#### ASSIGNMENT:
Pictures do not belong in the copy, so please give every entry below again exactly.

Start of RECORDS TO USE

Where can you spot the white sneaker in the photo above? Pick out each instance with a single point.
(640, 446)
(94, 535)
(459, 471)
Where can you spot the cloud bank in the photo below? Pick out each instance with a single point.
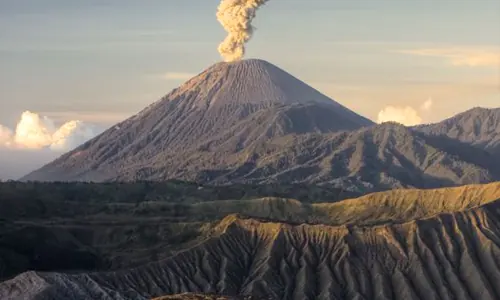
(406, 115)
(35, 132)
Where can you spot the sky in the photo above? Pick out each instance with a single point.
(70, 69)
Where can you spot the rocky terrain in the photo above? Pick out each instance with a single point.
(98, 227)
(250, 122)
(401, 244)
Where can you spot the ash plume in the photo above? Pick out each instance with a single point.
(236, 17)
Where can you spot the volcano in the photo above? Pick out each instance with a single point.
(228, 108)
(249, 122)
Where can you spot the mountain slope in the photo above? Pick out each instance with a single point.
(449, 250)
(479, 127)
(229, 107)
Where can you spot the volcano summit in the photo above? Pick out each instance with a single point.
(193, 131)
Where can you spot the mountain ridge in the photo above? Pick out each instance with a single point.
(269, 259)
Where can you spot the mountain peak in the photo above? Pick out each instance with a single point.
(250, 81)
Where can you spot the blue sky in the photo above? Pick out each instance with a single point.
(100, 61)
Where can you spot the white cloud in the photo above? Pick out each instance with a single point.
(461, 56)
(5, 136)
(40, 132)
(178, 76)
(406, 115)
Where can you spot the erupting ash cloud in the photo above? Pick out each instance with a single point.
(236, 17)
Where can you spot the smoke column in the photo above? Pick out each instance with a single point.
(236, 17)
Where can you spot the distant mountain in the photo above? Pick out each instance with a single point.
(479, 127)
(227, 108)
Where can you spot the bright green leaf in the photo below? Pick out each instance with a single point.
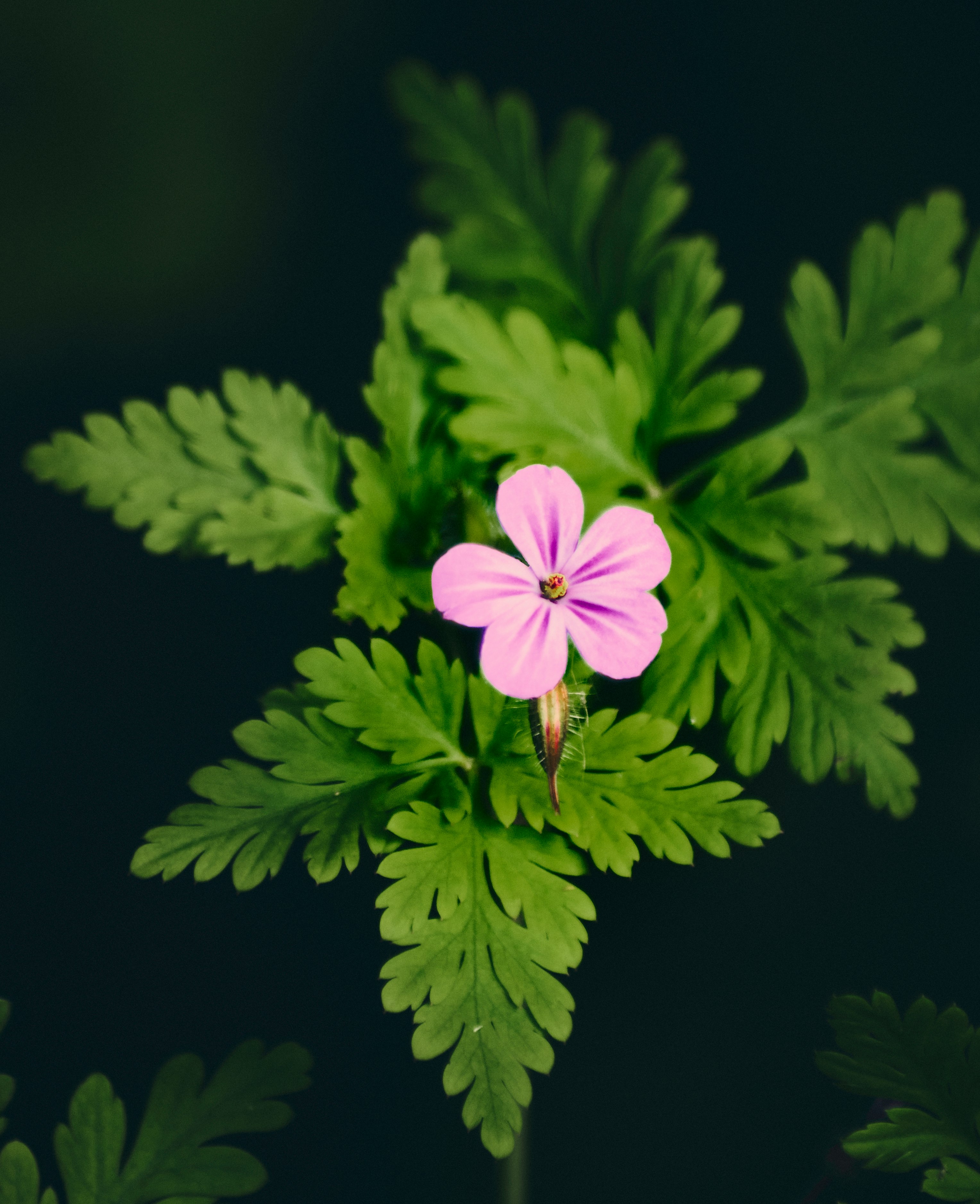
(548, 404)
(481, 980)
(410, 717)
(612, 787)
(391, 538)
(860, 422)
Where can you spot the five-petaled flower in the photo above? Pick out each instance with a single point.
(594, 589)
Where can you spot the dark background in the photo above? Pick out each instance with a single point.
(190, 187)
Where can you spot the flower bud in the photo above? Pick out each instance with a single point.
(549, 728)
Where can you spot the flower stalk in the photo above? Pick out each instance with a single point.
(549, 729)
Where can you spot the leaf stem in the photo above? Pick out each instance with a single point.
(513, 1170)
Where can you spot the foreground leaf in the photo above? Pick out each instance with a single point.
(481, 980)
(559, 236)
(806, 653)
(613, 787)
(391, 538)
(329, 783)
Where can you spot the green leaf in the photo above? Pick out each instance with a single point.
(557, 236)
(392, 538)
(860, 422)
(328, 783)
(325, 787)
(546, 404)
(689, 334)
(478, 979)
(375, 587)
(169, 1157)
(612, 787)
(806, 653)
(925, 1059)
(955, 1182)
(410, 717)
(252, 479)
(20, 1178)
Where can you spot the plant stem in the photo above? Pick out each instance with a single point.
(513, 1171)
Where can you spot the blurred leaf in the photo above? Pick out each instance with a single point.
(252, 479)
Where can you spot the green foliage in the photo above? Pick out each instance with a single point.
(170, 1159)
(328, 783)
(562, 238)
(805, 651)
(860, 416)
(483, 972)
(610, 792)
(531, 398)
(930, 1062)
(369, 746)
(391, 538)
(252, 479)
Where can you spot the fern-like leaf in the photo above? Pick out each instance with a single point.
(480, 978)
(251, 479)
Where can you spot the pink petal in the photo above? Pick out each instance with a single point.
(624, 548)
(542, 511)
(474, 584)
(617, 637)
(525, 651)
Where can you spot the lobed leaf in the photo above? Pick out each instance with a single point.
(410, 717)
(389, 540)
(861, 422)
(925, 1059)
(559, 235)
(540, 401)
(252, 479)
(478, 979)
(611, 792)
(328, 783)
(169, 1157)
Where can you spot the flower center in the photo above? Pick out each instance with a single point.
(555, 587)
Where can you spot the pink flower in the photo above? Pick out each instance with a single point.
(594, 590)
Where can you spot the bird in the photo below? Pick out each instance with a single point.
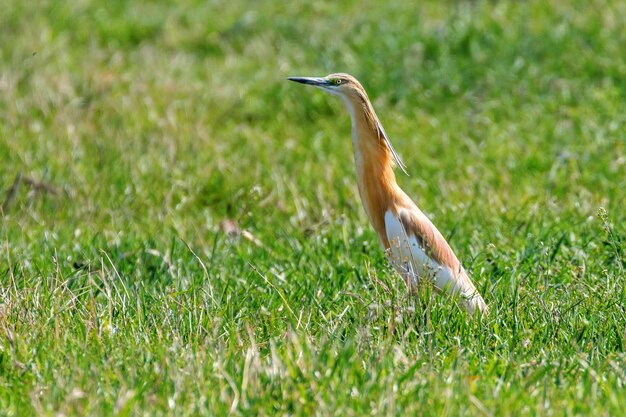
(413, 245)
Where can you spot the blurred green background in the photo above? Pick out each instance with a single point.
(181, 232)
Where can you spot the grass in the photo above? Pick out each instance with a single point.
(181, 232)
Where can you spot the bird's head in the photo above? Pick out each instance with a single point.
(342, 85)
(354, 96)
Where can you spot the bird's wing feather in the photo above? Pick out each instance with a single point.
(418, 248)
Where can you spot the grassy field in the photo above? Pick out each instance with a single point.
(181, 232)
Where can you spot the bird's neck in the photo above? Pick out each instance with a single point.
(374, 167)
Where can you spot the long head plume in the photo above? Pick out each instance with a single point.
(348, 88)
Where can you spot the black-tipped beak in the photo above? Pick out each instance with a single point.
(316, 81)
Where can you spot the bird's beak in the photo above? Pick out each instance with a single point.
(315, 81)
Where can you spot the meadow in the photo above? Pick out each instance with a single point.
(181, 232)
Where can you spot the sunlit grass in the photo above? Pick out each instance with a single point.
(181, 231)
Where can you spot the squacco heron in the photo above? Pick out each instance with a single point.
(414, 246)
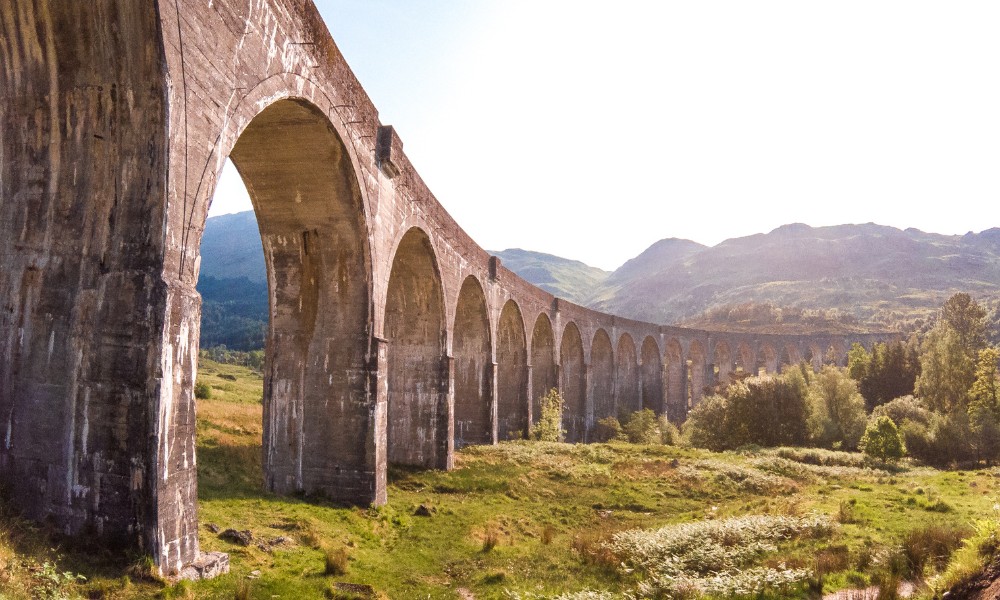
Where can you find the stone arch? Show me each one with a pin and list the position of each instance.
(746, 359)
(573, 378)
(790, 355)
(418, 420)
(627, 384)
(471, 351)
(602, 370)
(723, 362)
(652, 376)
(767, 360)
(814, 356)
(512, 374)
(544, 374)
(675, 369)
(697, 365)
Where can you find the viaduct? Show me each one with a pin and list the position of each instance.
(393, 337)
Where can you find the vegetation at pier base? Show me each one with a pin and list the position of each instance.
(778, 503)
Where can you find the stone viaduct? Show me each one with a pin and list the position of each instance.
(393, 337)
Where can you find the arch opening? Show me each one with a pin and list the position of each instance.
(544, 375)
(512, 374)
(652, 376)
(573, 378)
(418, 423)
(627, 376)
(473, 363)
(602, 376)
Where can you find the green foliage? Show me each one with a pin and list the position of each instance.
(837, 418)
(967, 319)
(947, 370)
(669, 434)
(882, 441)
(642, 427)
(609, 429)
(888, 372)
(762, 411)
(202, 390)
(549, 425)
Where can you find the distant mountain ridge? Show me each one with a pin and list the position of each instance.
(809, 278)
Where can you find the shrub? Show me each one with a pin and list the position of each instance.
(882, 441)
(669, 434)
(763, 411)
(642, 427)
(904, 408)
(336, 561)
(837, 418)
(609, 429)
(202, 390)
(549, 425)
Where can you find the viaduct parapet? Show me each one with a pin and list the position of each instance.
(393, 337)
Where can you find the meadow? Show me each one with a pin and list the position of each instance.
(541, 520)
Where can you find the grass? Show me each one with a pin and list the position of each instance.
(523, 519)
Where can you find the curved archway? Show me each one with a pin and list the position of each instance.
(723, 362)
(627, 376)
(652, 376)
(696, 374)
(747, 360)
(768, 357)
(602, 368)
(310, 214)
(472, 362)
(512, 374)
(418, 420)
(676, 370)
(573, 377)
(544, 376)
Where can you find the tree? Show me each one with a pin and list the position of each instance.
(837, 419)
(549, 425)
(882, 441)
(968, 319)
(984, 406)
(946, 370)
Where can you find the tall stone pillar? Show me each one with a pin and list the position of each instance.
(446, 416)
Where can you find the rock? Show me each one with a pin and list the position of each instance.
(243, 538)
(358, 589)
(206, 566)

End of RECORDS TO USE

#### WRITTEN ANSWER:
Where can you spot the white sneaker in the photo above? Pick out each instance with a single point.
(640, 446)
(94, 535)
(459, 471)
Where can you spot the cloud bank in the photo below? Pick out each instance with a single point.
(406, 115)
(35, 132)
Where can you spot the sky in the photo above? Pick out each instance with a single point.
(70, 69)
Where can you spot the rocky terrain in the photo above? Pick out each instance with a single point.
(98, 227)
(250, 122)
(401, 244)
Where can you spot the ash plume in the photo above? Pick out each instance with a single point.
(236, 17)
Where can you spot the volcano in the photo above? Pick out each instance with a single point.
(228, 108)
(249, 122)
Where can you spot the mountain slope in the photo above? Pick out each instance with a single point.
(449, 250)
(479, 127)
(229, 107)
Where can you spot the volcano summit in the photo above? Pick out each instance with a single point.
(193, 131)
Where can you spot the mountain ridge in the photo above? Pick out each instance with a single point.
(269, 259)
Where can you spot the mountain peak in the photo above? Pick out each instance with a single point.
(250, 81)
Where can you spot the blue sky in the photo above? Pick out each instance with a single point.
(100, 61)
Where can you spot the white cloud in the photo above? Pick out each instance with a single point.
(461, 56)
(5, 136)
(40, 132)
(178, 76)
(406, 115)
Where can you spot the erupting ash cloud in the photo above? Pick out each instance with a single point.
(236, 17)
Where can you spot the smoke column in the photo above? Pick out each instance with a single point.
(236, 17)
Where can you spot the distant mountain in the photo above? Pick out each instance with a single point.
(479, 127)
(227, 108)
Where can you spot the bright green leaf in the photo below? Pick out each instance with a single point.
(548, 404)
(481, 980)
(410, 717)
(612, 787)
(391, 538)
(860, 422)
Where can you spot the five-petaled flower in the photo above? Pick out each instance with a single point.
(594, 589)
Where can you spot the dark background in the photo above? Pick out each instance with a single point.
(190, 187)
Where can you spot the flower bud in the photo above? Pick out each instance with a single point.
(549, 728)
Where can you spot the flower stalk in the photo above? Pick out each instance with a single point.
(549, 729)
Where can you spot the leaf stem in the photo above? Pick out each instance with a single point.
(513, 1170)
Where can you spot the foreground leaf in the photo above? Pick out each instance with a single point.
(481, 980)
(559, 236)
(806, 653)
(613, 787)
(391, 538)
(329, 783)
Where can you spot the green leaf in the photo above? Pick out each instance with a single point.
(557, 236)
(392, 538)
(860, 422)
(328, 783)
(325, 787)
(546, 404)
(689, 334)
(478, 979)
(375, 587)
(169, 1157)
(612, 787)
(806, 653)
(925, 1059)
(955, 1182)
(410, 717)
(252, 479)
(20, 1178)
Where can you spot the plant stem in the photo above? Pick out each instance with a single point.
(513, 1171)
Where can you spot the blurred leaf in the photo above? Pick out each instance with a single point.
(252, 479)
Where can you spot the green foliage in the photo above? Pick out each instance with a single point.
(170, 1159)
(328, 783)
(562, 238)
(805, 651)
(860, 416)
(483, 972)
(610, 792)
(531, 398)
(930, 1062)
(369, 746)
(391, 538)
(252, 479)
Where can you spot the fern-like leaf in the photo above? Pick out each instance with a single point.
(480, 978)
(251, 479)
Where can you spot the pink petal in the photo above? Pick out each instance with a single point.
(624, 548)
(542, 511)
(474, 584)
(617, 637)
(525, 651)
Where can you spot the lobed leaf in the photo above? Pick out each instance with a single point.
(410, 717)
(389, 540)
(861, 422)
(925, 1059)
(559, 235)
(540, 401)
(252, 479)
(478, 979)
(611, 792)
(328, 783)
(169, 1157)
Where can you spot the flower center in the photo above? Pick out each instance with a single point.
(555, 587)
Where can you spot the pink flower in the photo above? Pick out each instance with a single point.
(594, 590)
Where can you spot the bird in the photo below? Pick out each instance with a single point.
(413, 245)
Where can you spot the blurred green background in the photo above? Pick out each instance with a single point.
(181, 232)
Where can you spot the grass in the photo above? Pick out each instance with a single point.
(181, 232)
Where can you spot the bird's head in the photo above? Pick out each instance with a single point.
(342, 85)
(354, 96)
Where can you spot the bird's wing feather in the photo above? Pick out each instance with a single point.
(418, 248)
Where can you spot the grassy field in the photo above? Pick out each instance with a single point.
(181, 232)
Where can you spot the bird's neck in the photo above? Pick out each instance with a single point.
(374, 167)
Where can you spot the long head plume in the photo above? Pick out each instance with a single point.
(348, 88)
Where can you spot the black-tipped beak in the photo above? Pick out each instance with a single point.
(316, 81)
Where can you spot the bird's beak in the photo above? Pick out each instance with a single point.
(315, 81)
Where can you spot the meadow in the photo above? Pick out each instance with a single point.
(181, 232)
Where can you spot the sunlit grass in the photo above? Pick out each instance with a single point.
(181, 231)
Where can you spot the squacco heron in the photo above? Pick out each instance with a single point.
(414, 246)
Where can you find the stone arch? Show me each one with a pin and list the position of each instance.
(746, 359)
(573, 378)
(790, 355)
(418, 420)
(627, 384)
(471, 351)
(602, 370)
(723, 362)
(652, 376)
(767, 360)
(814, 356)
(512, 374)
(544, 374)
(675, 369)
(697, 365)
Where can you find the viaduct? Show me each one with a pin and list the position of each instance.
(393, 337)
Where can you find the vegetation at pier base? Show me each one with a pin and list the position of each instance.
(778, 503)
Where can you find the stone viaduct? Show me each one with a pin and list the position of each instance.
(393, 337)
Where can you find the arch opening? Show me each one with a pin and list the position of each instance.
(544, 375)
(512, 374)
(652, 376)
(573, 378)
(418, 423)
(627, 376)
(473, 363)
(602, 376)
Where can you find the green foliage? Show me each one with a pin and list the position of each instance.
(837, 418)
(967, 319)
(947, 370)
(669, 434)
(882, 441)
(642, 427)
(609, 429)
(888, 372)
(762, 411)
(202, 390)
(549, 425)
Where can you find the distant mountain ridge? Show me each one with a pin and list the position of each instance.
(809, 278)
Where can you find the shrub? Show me each one with a pin and list the position of each instance.
(882, 441)
(669, 434)
(763, 411)
(642, 427)
(904, 408)
(336, 561)
(837, 418)
(609, 429)
(202, 390)
(549, 425)
Where can you find the viaduct parapet? Show me each one with a pin and list the position of each instance.
(393, 337)
Where can you find the meadow? Show me each one with a pin and list the position of each instance.
(541, 520)
Where can you find the grass? Show me each one with a pin and list the position of each instance.
(523, 519)
Where can you find the curved archway? Show me each one with a pin and list the position of each instance.
(723, 362)
(627, 376)
(652, 376)
(696, 374)
(747, 360)
(768, 357)
(602, 368)
(310, 214)
(472, 362)
(512, 374)
(418, 420)
(676, 370)
(573, 377)
(544, 376)
Where can you find the tree? Show me each one with a pin and list the position of each instance.
(837, 419)
(549, 425)
(882, 441)
(968, 319)
(984, 406)
(946, 370)
Where can you find the tall stone pillar? Show me each one with a pin and list the position of each instance.
(446, 416)
Where can you find the rock? Show me each one with a pin and list the position of each instance.
(243, 538)
(358, 589)
(206, 566)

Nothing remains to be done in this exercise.